(Natural language region descriptions)

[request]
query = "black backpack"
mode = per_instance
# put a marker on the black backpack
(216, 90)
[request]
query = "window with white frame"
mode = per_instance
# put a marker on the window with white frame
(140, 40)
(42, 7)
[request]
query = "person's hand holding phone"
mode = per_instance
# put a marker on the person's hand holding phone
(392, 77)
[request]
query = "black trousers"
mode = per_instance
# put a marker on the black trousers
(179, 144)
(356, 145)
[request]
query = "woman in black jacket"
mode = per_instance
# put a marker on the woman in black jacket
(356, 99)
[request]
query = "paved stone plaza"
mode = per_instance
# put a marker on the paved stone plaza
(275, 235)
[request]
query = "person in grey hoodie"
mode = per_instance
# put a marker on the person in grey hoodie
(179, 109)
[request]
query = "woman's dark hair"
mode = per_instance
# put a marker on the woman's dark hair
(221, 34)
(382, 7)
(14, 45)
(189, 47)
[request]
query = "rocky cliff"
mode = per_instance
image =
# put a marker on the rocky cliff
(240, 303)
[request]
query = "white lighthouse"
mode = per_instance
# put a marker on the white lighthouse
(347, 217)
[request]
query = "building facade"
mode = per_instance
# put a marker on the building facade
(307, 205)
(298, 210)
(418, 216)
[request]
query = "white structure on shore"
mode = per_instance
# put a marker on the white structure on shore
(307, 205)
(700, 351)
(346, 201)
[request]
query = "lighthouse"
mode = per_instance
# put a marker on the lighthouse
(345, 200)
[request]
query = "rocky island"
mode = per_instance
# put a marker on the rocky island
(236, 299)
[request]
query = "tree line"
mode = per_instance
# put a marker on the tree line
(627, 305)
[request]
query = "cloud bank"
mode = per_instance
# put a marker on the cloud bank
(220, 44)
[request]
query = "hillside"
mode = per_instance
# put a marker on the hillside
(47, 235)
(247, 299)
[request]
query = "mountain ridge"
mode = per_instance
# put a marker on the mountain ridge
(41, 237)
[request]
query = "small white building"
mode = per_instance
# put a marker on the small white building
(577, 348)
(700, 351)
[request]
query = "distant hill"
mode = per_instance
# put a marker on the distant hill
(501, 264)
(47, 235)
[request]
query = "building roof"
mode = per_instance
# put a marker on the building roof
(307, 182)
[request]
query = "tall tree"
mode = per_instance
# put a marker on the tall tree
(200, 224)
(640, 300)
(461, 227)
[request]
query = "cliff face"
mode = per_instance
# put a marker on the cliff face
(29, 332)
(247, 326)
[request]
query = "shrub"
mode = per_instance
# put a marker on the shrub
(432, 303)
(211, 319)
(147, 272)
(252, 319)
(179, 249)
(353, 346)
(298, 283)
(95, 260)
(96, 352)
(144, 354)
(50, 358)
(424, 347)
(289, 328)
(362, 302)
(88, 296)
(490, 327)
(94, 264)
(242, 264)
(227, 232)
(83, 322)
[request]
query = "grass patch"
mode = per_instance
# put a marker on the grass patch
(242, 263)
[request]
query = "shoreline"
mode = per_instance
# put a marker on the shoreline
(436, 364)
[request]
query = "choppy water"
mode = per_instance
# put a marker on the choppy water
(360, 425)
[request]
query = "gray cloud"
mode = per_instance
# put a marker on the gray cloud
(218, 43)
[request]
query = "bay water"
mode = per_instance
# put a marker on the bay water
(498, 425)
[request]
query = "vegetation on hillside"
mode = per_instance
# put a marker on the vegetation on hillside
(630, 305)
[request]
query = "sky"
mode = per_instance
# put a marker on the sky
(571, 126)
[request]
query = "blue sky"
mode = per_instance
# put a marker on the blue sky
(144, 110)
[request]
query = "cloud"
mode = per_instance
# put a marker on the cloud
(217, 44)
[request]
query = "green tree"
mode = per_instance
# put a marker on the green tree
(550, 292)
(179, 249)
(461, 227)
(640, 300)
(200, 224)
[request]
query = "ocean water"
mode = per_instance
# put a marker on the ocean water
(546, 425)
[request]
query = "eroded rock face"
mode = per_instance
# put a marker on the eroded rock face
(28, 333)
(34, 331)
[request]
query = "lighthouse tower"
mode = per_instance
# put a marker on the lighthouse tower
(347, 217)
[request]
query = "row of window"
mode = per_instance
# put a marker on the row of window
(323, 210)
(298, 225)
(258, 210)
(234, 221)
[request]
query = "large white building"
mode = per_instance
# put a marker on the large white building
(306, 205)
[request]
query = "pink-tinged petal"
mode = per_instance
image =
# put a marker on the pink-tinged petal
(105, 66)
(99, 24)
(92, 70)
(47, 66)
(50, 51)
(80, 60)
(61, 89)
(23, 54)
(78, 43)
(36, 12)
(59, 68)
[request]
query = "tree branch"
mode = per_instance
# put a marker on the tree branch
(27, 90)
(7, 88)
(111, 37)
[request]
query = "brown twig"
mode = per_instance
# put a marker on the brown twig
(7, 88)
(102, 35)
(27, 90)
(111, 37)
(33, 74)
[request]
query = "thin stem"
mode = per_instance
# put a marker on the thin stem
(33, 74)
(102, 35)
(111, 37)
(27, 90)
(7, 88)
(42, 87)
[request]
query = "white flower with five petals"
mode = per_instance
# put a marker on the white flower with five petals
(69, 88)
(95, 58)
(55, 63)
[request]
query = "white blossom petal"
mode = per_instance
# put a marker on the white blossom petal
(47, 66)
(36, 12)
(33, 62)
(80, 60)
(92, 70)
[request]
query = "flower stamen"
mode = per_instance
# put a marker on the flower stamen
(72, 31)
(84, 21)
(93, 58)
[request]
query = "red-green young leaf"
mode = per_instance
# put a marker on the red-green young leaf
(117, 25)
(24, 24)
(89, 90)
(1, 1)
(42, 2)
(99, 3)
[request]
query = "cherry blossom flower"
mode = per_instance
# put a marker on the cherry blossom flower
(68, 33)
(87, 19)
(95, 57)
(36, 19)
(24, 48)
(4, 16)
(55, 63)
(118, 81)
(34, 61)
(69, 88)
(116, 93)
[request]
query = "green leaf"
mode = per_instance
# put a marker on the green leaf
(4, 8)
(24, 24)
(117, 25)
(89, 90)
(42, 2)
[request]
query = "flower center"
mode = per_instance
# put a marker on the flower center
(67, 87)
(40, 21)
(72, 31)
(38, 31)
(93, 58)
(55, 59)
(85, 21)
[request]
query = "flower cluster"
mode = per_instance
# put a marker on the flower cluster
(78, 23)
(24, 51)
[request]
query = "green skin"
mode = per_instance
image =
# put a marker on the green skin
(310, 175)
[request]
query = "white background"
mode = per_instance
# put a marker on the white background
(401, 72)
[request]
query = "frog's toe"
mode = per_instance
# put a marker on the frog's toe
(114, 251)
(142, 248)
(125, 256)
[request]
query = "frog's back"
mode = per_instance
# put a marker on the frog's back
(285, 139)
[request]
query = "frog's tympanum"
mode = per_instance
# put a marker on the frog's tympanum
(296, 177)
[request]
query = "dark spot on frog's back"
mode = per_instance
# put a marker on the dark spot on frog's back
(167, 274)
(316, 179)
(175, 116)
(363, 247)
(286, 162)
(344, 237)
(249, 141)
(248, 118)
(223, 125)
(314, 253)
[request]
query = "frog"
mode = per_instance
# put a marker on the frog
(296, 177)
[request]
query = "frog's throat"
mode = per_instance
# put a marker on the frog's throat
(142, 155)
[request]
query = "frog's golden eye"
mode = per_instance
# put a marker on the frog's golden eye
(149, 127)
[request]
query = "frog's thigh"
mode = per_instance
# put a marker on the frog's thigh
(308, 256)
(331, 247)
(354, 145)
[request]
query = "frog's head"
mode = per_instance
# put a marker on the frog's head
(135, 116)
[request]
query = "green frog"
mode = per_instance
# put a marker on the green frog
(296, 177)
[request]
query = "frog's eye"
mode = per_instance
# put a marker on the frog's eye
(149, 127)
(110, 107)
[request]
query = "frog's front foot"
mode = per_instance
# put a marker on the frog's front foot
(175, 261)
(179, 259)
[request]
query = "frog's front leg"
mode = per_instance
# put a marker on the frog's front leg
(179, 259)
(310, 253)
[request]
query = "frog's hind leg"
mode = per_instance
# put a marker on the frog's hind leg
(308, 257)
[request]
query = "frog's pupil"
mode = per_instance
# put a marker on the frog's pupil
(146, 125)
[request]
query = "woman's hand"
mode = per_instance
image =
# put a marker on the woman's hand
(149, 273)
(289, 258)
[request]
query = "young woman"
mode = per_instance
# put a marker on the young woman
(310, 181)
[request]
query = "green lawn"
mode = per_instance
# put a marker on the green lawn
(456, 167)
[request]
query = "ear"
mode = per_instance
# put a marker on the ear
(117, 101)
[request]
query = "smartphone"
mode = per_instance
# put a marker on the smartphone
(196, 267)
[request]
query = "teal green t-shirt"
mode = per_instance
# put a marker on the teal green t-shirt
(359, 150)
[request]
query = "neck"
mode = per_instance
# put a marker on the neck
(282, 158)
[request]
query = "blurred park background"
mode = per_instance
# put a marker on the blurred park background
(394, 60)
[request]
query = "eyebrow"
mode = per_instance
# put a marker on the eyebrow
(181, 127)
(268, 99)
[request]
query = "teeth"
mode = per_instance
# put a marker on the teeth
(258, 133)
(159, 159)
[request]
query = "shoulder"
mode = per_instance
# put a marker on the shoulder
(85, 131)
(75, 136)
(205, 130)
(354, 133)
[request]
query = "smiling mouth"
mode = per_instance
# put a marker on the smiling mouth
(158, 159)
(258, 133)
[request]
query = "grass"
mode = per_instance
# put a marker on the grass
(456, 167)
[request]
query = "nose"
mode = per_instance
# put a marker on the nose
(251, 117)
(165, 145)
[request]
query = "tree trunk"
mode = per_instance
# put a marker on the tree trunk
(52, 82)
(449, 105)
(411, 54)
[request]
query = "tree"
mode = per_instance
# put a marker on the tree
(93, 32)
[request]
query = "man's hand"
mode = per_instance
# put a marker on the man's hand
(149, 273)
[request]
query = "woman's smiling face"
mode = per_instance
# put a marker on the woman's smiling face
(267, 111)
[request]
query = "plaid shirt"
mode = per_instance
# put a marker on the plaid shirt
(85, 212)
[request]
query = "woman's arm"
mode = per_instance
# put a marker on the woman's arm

TASK ITEM>
Set down exactly, and only, the lines from the one with "# put a marker on the smiling mouth" to the final line of the data.

FINISHED EXERCISE>
# put a marker on the smiling mouth
(158, 159)
(258, 133)
[request]
query = "grass"
mode = per_instance
# put a marker on the grass
(456, 167)
[request]
query = "nose"
mode = per_instance
# put a marker on the nose
(251, 117)
(165, 145)
[request]
query = "tree trunk"
mode = per_instance
# put a marker on the tree trunk
(52, 82)
(449, 105)
(411, 54)
[request]
query = "tree"
mode = per_instance
# put a marker on the tree
(93, 32)
[request]
query = "man's hand"
mode = per_instance
# put a marker on the man's hand
(149, 273)
[request]
query = "woman's smiling face"
mode = per_instance
# put a marker on the woman's smiling face
(267, 111)
[request]
query = "plaid shirt"
mode = per_instance
# put a marker on the plaid shirt
(85, 212)
[request]
query = "woman's arm"
mode = per_instance
# put a marker on the woman's arm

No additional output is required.